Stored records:
────────────────
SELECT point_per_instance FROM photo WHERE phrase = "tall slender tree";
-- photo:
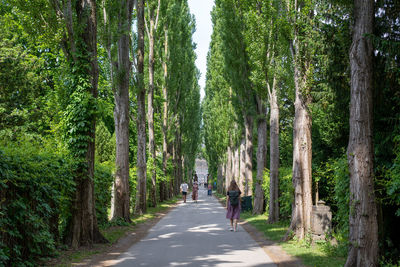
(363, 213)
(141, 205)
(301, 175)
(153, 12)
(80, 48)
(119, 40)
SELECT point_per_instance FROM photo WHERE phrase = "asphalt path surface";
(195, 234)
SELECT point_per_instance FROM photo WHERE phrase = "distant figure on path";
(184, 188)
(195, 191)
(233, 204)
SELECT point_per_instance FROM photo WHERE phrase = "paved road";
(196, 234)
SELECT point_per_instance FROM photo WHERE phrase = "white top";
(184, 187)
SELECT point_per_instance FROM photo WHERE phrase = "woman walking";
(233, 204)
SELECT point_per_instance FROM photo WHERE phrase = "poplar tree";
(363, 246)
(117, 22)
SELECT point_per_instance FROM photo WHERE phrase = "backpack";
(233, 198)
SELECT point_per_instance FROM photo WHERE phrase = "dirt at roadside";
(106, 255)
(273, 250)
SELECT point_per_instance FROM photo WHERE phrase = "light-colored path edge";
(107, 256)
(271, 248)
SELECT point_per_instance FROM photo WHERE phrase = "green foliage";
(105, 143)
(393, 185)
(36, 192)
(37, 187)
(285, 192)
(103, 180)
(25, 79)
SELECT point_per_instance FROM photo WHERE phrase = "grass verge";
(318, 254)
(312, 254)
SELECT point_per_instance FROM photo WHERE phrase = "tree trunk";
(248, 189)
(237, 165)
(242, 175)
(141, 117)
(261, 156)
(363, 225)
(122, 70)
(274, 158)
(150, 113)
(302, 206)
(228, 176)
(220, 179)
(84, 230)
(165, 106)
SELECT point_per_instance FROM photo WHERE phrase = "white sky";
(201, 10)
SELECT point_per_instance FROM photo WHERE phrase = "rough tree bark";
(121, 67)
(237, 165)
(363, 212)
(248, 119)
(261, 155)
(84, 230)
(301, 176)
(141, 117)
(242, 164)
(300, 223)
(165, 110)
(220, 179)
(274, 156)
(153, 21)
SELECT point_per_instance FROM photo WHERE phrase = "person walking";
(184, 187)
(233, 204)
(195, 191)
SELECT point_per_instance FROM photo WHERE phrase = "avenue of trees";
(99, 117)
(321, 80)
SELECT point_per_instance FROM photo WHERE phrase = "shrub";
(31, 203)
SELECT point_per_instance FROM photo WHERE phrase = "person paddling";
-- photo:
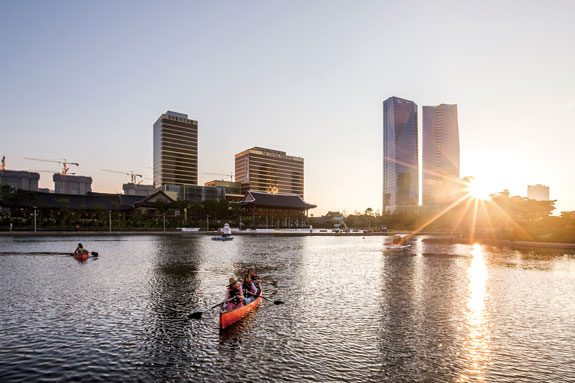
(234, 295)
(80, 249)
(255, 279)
────────────────
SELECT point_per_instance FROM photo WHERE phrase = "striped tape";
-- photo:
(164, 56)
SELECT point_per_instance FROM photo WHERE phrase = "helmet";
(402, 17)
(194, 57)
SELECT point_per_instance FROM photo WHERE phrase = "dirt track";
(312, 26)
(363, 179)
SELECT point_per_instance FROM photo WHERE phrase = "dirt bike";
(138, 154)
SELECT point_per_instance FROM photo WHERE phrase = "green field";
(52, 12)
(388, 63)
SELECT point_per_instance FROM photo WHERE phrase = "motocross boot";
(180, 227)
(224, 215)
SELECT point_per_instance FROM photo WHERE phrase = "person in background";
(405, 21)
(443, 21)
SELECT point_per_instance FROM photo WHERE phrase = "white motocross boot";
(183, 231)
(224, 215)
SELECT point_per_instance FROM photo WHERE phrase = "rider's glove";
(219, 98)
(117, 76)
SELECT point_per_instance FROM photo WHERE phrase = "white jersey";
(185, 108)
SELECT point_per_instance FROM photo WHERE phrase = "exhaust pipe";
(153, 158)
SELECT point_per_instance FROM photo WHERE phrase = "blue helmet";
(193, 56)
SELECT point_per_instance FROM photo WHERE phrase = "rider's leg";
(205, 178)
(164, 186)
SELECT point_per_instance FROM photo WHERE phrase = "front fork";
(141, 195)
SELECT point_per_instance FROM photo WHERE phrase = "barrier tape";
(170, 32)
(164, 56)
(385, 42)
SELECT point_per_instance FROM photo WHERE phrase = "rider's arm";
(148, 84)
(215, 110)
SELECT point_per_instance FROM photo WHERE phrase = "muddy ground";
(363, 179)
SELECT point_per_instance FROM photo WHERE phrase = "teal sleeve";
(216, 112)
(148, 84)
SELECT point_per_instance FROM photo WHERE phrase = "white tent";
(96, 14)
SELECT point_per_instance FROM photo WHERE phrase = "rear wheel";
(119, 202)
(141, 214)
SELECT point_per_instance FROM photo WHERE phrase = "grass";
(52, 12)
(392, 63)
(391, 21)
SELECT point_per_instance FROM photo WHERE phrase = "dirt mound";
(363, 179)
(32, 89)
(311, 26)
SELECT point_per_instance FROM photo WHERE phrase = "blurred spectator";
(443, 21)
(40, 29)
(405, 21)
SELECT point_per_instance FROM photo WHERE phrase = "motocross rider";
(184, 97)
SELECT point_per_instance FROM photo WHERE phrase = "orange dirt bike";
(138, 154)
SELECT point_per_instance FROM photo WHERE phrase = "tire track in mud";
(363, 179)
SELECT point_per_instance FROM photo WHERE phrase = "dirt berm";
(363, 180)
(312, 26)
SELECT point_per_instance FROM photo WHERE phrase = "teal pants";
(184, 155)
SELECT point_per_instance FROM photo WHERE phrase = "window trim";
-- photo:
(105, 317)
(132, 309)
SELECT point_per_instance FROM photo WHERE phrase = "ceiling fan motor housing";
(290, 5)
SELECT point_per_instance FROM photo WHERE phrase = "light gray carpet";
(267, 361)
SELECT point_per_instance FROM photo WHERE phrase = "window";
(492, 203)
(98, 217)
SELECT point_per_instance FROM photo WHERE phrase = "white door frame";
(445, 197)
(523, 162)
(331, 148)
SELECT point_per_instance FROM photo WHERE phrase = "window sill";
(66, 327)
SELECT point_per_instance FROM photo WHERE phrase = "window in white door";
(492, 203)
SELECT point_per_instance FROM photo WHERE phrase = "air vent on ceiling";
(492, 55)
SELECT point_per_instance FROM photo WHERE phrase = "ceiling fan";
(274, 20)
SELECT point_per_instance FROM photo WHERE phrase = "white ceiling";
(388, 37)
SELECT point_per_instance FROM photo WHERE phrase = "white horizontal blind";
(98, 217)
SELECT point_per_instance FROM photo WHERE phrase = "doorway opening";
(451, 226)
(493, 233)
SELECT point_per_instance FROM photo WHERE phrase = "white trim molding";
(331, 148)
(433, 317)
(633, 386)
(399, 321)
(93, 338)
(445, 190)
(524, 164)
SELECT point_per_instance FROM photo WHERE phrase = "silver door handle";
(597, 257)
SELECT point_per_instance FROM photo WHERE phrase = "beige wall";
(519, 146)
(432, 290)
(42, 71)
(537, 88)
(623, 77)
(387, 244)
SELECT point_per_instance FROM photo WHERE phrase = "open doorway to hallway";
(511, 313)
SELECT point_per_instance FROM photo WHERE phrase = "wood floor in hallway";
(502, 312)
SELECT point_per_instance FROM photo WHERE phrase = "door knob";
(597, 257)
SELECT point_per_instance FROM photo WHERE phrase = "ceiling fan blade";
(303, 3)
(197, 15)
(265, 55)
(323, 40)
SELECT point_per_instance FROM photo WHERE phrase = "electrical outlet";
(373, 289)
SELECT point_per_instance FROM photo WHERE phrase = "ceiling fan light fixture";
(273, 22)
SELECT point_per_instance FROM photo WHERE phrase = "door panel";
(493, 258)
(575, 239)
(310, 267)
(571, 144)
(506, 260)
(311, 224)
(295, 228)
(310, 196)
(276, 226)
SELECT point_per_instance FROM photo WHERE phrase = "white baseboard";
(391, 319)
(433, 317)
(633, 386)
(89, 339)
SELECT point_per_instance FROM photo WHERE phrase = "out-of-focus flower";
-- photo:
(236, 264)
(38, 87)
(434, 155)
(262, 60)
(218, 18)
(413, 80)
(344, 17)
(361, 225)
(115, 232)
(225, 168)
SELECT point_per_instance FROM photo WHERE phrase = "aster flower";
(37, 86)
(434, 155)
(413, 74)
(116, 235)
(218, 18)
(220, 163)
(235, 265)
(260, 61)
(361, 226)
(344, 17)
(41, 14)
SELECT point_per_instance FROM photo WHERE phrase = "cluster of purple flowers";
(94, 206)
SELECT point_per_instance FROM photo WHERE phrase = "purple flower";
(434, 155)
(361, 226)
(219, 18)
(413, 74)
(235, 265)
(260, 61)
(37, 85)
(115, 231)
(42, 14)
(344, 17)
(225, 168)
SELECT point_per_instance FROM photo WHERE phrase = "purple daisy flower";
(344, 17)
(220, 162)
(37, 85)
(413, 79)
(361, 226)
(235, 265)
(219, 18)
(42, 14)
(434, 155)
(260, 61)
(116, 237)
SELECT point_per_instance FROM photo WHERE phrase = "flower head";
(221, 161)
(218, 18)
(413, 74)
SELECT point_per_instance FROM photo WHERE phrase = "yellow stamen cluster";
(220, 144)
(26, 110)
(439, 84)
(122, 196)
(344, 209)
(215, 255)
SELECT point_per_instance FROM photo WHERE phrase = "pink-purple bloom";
────────────────
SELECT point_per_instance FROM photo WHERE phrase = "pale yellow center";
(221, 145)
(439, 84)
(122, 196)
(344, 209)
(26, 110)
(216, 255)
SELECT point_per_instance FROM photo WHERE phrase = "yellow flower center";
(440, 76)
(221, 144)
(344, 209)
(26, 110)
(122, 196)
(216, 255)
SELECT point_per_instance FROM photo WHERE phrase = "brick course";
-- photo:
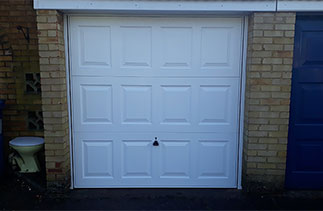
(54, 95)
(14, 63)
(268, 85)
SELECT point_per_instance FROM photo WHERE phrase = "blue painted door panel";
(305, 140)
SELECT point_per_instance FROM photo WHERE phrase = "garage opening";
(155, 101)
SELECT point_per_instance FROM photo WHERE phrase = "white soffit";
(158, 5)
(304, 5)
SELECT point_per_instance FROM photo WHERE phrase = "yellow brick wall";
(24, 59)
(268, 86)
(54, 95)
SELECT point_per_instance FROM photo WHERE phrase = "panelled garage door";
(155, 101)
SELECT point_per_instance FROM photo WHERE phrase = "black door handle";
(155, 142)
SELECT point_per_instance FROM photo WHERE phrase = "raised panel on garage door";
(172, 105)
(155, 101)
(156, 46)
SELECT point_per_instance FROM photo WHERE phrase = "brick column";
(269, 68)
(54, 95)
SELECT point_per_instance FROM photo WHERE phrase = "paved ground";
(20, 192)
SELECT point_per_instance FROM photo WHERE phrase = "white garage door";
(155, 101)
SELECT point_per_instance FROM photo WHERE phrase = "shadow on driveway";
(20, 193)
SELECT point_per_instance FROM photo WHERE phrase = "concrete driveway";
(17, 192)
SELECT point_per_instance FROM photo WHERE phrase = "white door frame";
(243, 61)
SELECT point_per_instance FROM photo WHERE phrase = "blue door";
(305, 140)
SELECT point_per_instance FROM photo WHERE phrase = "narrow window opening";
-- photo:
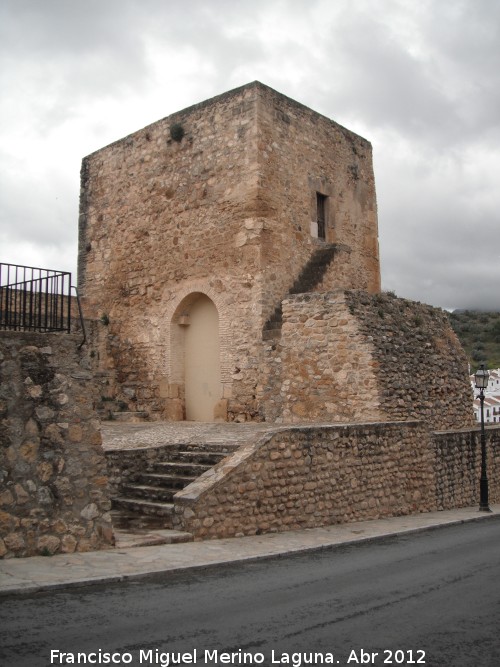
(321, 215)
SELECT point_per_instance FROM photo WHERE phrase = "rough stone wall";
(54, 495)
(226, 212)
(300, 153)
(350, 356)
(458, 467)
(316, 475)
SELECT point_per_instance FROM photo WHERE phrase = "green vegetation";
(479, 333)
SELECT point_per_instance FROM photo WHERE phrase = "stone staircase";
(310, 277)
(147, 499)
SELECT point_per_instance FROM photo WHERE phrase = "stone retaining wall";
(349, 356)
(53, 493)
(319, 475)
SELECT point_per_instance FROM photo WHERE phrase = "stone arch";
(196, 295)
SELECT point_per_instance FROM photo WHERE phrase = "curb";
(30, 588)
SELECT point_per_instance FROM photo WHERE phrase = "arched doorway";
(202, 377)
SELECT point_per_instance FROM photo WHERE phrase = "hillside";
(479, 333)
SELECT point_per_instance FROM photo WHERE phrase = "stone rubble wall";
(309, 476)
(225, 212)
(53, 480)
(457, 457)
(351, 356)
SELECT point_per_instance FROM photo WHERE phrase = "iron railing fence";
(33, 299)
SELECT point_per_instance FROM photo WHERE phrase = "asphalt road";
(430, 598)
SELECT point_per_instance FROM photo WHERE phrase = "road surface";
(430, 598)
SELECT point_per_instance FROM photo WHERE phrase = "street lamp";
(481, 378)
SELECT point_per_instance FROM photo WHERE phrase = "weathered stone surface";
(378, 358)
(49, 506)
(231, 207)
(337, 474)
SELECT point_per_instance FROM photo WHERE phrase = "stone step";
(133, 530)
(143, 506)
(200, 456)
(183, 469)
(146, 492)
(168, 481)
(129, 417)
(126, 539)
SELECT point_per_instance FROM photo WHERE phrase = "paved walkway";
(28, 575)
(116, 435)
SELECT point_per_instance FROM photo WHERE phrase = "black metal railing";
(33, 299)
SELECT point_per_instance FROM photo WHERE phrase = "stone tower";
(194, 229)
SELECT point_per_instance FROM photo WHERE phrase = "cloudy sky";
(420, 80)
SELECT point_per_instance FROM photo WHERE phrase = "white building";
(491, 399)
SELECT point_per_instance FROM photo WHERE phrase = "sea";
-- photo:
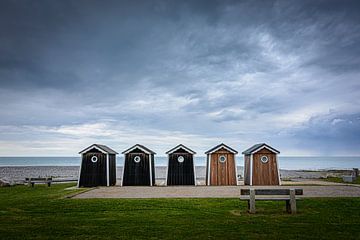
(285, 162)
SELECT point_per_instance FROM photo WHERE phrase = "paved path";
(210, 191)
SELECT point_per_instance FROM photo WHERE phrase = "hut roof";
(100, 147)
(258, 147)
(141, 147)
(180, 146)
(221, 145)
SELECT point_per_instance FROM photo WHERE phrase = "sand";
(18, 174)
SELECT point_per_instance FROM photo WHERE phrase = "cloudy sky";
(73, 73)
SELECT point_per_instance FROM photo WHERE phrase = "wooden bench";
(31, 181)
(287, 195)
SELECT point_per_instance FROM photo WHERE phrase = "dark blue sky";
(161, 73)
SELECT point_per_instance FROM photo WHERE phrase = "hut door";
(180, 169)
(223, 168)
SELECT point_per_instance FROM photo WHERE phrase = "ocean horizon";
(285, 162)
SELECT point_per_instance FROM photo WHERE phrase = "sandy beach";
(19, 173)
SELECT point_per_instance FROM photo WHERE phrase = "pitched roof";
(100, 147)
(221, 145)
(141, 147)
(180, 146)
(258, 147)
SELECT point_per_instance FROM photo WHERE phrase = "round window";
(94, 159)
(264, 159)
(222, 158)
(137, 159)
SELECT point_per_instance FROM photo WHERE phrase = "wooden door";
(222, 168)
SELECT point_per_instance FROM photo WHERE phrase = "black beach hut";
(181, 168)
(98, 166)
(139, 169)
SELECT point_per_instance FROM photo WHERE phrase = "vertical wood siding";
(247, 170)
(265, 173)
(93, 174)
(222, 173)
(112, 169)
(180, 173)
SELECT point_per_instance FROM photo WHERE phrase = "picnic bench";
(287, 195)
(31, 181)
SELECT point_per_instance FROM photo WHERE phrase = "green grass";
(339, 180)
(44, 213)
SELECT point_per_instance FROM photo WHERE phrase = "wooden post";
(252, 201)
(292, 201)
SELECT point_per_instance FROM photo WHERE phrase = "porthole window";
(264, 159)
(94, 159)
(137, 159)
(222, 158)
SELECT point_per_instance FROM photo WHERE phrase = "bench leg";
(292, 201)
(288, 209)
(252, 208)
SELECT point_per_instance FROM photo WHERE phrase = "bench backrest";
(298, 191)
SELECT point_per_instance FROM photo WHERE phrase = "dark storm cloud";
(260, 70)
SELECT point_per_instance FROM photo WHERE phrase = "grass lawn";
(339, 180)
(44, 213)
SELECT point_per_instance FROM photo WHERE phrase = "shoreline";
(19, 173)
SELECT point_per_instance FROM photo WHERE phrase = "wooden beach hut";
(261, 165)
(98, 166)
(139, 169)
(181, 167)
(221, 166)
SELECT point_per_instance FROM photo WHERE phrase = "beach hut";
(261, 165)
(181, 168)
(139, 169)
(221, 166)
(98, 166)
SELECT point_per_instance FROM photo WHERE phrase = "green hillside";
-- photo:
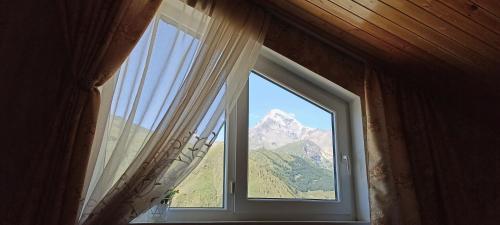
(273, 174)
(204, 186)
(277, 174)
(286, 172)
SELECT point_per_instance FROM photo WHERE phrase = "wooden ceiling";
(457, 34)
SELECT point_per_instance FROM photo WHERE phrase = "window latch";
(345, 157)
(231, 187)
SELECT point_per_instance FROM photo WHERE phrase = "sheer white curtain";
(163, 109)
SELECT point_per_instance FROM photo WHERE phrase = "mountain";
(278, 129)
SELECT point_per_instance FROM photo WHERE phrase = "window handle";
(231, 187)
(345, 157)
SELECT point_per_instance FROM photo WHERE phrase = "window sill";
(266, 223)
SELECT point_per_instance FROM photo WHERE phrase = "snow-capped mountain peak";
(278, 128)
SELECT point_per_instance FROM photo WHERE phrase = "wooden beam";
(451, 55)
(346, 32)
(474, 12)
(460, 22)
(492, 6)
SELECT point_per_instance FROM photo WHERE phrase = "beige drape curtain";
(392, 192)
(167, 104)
────────────────
| SET EXERCISE |
Please find each line in the items above that contains the string "trim" and copy all of those lines.

| WRITTEN RESPONSE |
SELECT point_per_instance FROM photo WHERE phrase = "window trim";
SELECT point_per_instance FROM photo WHERE phrase = "white trim molding";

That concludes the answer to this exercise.